◆ PASSAGE FOURNI:
--
C’est en plein centre ville, entre les avenues Lamine Gueye et Emile Badiane que la bâtisse principale du marché Sandaga de Dakar a été implantée. Vieux d’environs 80 ans, ce vieil édifice est en état de délabrement avancé. En septembre 2012 déjà, les faibles quantités de pluie qui étaient tombées dans la capitale avaient révélé la fragilité de l’édifice. Les gouttes d’eau infiltraient le radier du bâtiment pour stagner dans les ruelles du marché. Les murs fissurés, la peinture jaunâtre défraîchie, insalubrité, odeur nauséabonde, fissures profondes, toiles d’araignées, campent le décor de ce marché tandis que des ornières et des caillasses remplissent une dalle, « principal problème du marché », véritable « bombe », qui risque de s’effondrer à tout moment.
--
◆ PROBLÈMES À RÉSOUDRE:
1. Répondez à ces questions sur le passage consacré au marché Sandaga de Dakar.
(a) Entre quelles avenues la bâtisse principale du marché a-t-elle été implantée ?
(b) Quel âge environ a cet édifice ?
(c) Quel élément est qualifié de « principal problème du marché » ?
2. Rédigez la suite du passage consacré au marché Sandaga de Dakar, à partir de sa dernière phrase.

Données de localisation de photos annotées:
--
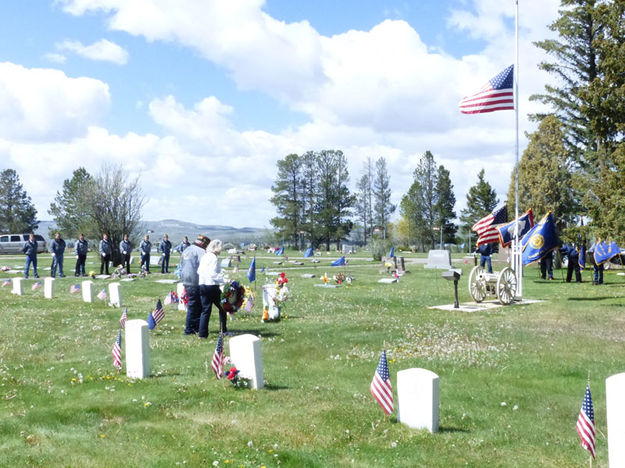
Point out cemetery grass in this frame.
[0,252,625,467]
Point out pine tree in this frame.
[0,169,38,233]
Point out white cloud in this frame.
[55,39,128,65]
[0,62,110,140]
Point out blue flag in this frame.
[594,241,621,265]
[247,257,256,283]
[497,208,534,247]
[521,212,558,266]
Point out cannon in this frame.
[469,266,517,305]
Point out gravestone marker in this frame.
[126,319,150,379]
[425,250,451,270]
[11,278,24,296]
[109,283,122,307]
[230,334,265,390]
[397,368,439,432]
[605,373,625,466]
[81,280,93,302]
[43,277,54,299]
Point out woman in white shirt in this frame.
[197,239,229,338]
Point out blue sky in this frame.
[0,0,558,227]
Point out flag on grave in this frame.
[459,65,514,114]
[112,330,122,369]
[119,307,128,328]
[471,205,508,245]
[148,299,165,330]
[576,383,595,458]
[211,332,225,379]
[371,350,393,414]
[247,257,256,283]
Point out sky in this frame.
[0,0,559,228]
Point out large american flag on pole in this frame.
[459,65,514,114]
[577,383,595,458]
[471,205,508,245]
[371,350,393,414]
[211,332,224,379]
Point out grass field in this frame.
[0,252,625,467]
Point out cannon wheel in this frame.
[496,267,517,305]
[469,266,488,302]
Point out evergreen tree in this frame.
[48,167,97,239]
[0,169,38,233]
[372,157,395,239]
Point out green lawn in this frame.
[0,252,625,467]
--
◆ RÉSULTATS ATTENDUS:
1.
(a) Entre les avenues Lamine Gueye et Emile Badiane.
(b) Environ 80 ans.
(c) Une dalle.

2.
La vieille bâtisse qui se désintègre chaque jour davantage, avait bien fait, en 2006, l’objet d’un arrêté signé par l’ancien maire Pape Diop. Dans cet arrêté n° 407/Vd/Dau/ds, daté du 22 février 2006, le maire Pape Diop avait bien saisi, à l’époque, le préfet de Dakar Mamadou Dia, pour l’inviter à « faire prendre les dispositions nécessaires aux services compétents de l’Etat pour l’évacuation du bâtiment abritant le marché qui risque de céder, à tout moment ». Cet arrêté, envoyé au préfet d’alors avec ampliation au chef de l’Etat, au Premier ministre, au ministre de l’Intérieur, ainsi qu’au ministre en charge de la Culture et du patrimoine historique classé, de même qu’au gouverneur de Dakar, était malheureusement resté lettre morte. Les occupants de ce marché en ruine ont toujours opposé un niet catégorique à cette même autorité.
Cheikh Guèye, le premier adjoint à l’actuel Maire de Dakar, réagissait récemment quant aux directives du président Macky Sall qui réclamait «un audit technique, sans délai», en estimant que cela « soulageait beaucoup la mairie de Dakar ».
Estimant par ailleurs qu’au Sénégal et comme partout dans le monde, il y a des édifices qui contribuent à la sauvegarde du patrimoine national, il jugeait préférable de les entretenir et réfectionner, ne serait-ce que la configuration architecturale.
Dès lors, la question est qu’en fera-t-on après ? Car s’il faut conserver le marché, étant donnée sa situation en plein centre-ville, il y a de fortes chances que les mêmes causes produisent les mêmes effets.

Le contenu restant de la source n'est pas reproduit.